# 元の文書:

+===+

だいぶ間があきましたが、「考えてみる」記事の3曲目、「Unbreakable」についてです。

MJ_invincible_ny.jpg

<2001年 Online Audio Chatより>

インタビュー音源(part1  9:38~):
http://www.youtube.com/watch?v=Rq2snwHdmOU

Q: which song on the Invincible album do you think you personally relate to the most?
「Invincible」のアルバムであなたが個人的にもっとも共感を覚える歌はどの曲ですか?

Michael: Ummm, Unbreakable.
うーん、、、、Unbreakable。

Anthony: Talk a bit about that track. Now you mentioned it a couple of times, I'm getting really curious about it. Could you... What could you tell us about it?

+===+

# 使用データ:

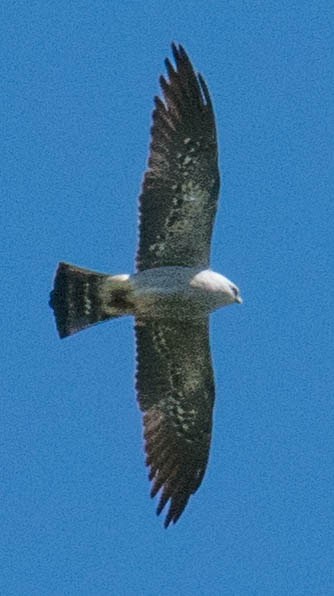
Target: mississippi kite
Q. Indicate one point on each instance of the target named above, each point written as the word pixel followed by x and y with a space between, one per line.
pixel 173 290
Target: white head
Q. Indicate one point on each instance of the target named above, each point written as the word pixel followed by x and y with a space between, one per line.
pixel 221 289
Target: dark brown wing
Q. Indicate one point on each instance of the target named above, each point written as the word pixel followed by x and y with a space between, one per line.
pixel 176 394
pixel 180 190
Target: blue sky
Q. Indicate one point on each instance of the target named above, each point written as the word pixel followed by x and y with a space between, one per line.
pixel 78 79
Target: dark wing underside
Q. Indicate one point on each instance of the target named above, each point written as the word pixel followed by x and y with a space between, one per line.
pixel 180 189
pixel 175 388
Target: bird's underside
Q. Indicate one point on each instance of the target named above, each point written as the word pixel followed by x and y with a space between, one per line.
pixel 174 379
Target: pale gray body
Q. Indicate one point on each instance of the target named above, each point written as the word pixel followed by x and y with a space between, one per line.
pixel 173 291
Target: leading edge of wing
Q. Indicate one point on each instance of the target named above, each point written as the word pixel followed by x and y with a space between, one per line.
pixel 180 189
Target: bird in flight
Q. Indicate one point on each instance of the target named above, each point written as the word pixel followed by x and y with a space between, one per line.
pixel 173 290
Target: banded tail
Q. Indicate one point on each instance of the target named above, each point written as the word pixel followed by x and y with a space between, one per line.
pixel 81 298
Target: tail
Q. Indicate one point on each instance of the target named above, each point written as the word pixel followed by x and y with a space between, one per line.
pixel 81 298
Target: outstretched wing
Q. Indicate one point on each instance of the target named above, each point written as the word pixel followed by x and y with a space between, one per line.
pixel 180 190
pixel 175 388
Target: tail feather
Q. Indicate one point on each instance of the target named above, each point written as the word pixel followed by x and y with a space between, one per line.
pixel 79 300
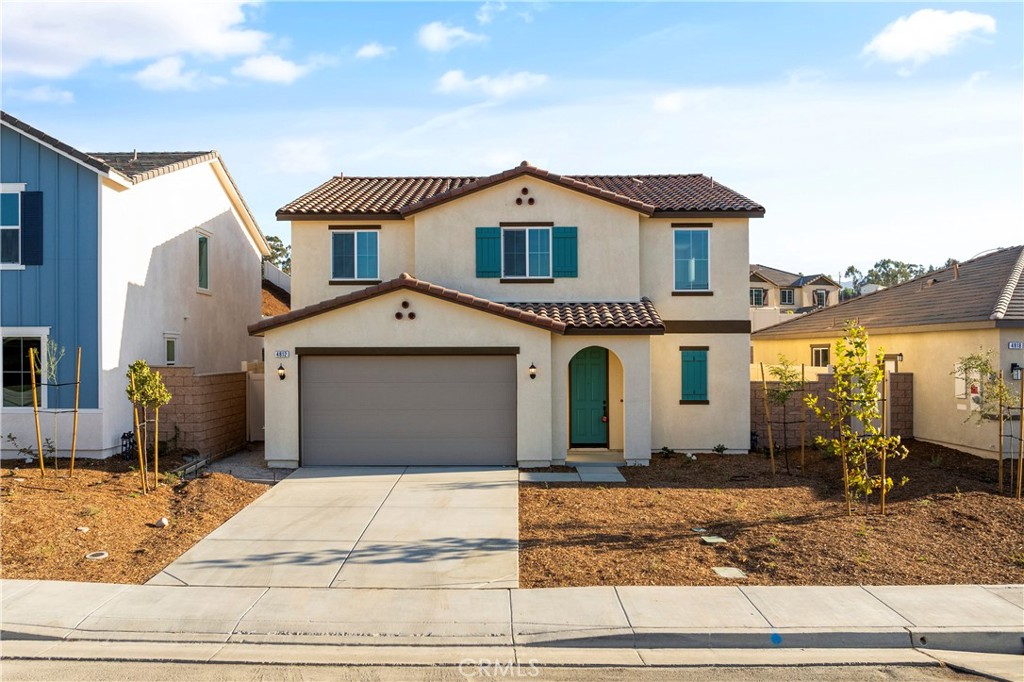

+===+

# やること:
1. 元の文書を読んで、次の問いに答えてください。
(a) この記事は「考えてみる」記事の何曲目を取り上げているか。
(b) インタビューはどこからのものとされているか。
(c) Michael が個人的にもっとも共感を覚えると答えた曲は何か。
2. リストの中で、文字列「underside」を含む行の数を示せ。数のみ答えること。

# 解答一覧:
1.
(a) 3曲目
(b) 2001年 Online Audio Chat
(c) Unbreakable

2. 2